Exercise description:
Your task is to filter the data below down to the lines holding "foot".

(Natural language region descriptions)
*** Begin section ***

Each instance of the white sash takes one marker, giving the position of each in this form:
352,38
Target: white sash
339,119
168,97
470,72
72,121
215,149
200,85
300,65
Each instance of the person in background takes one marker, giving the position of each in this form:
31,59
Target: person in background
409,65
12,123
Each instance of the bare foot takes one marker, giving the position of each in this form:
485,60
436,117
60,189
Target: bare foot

*** End section ***
*** Begin section ***

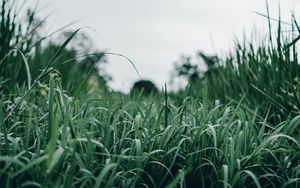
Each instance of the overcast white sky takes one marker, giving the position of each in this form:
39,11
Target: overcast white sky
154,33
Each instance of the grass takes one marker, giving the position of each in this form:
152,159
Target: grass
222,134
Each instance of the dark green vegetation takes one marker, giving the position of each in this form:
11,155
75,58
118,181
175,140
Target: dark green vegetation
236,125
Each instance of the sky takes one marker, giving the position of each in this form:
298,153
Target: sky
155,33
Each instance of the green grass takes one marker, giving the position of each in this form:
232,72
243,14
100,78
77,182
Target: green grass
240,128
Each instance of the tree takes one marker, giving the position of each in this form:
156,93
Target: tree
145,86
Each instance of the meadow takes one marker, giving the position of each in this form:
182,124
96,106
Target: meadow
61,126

*** End section ***

Exercise output:
Each instance of the bare foot takes one marker, giving the position of each in this form:
Target: bare foot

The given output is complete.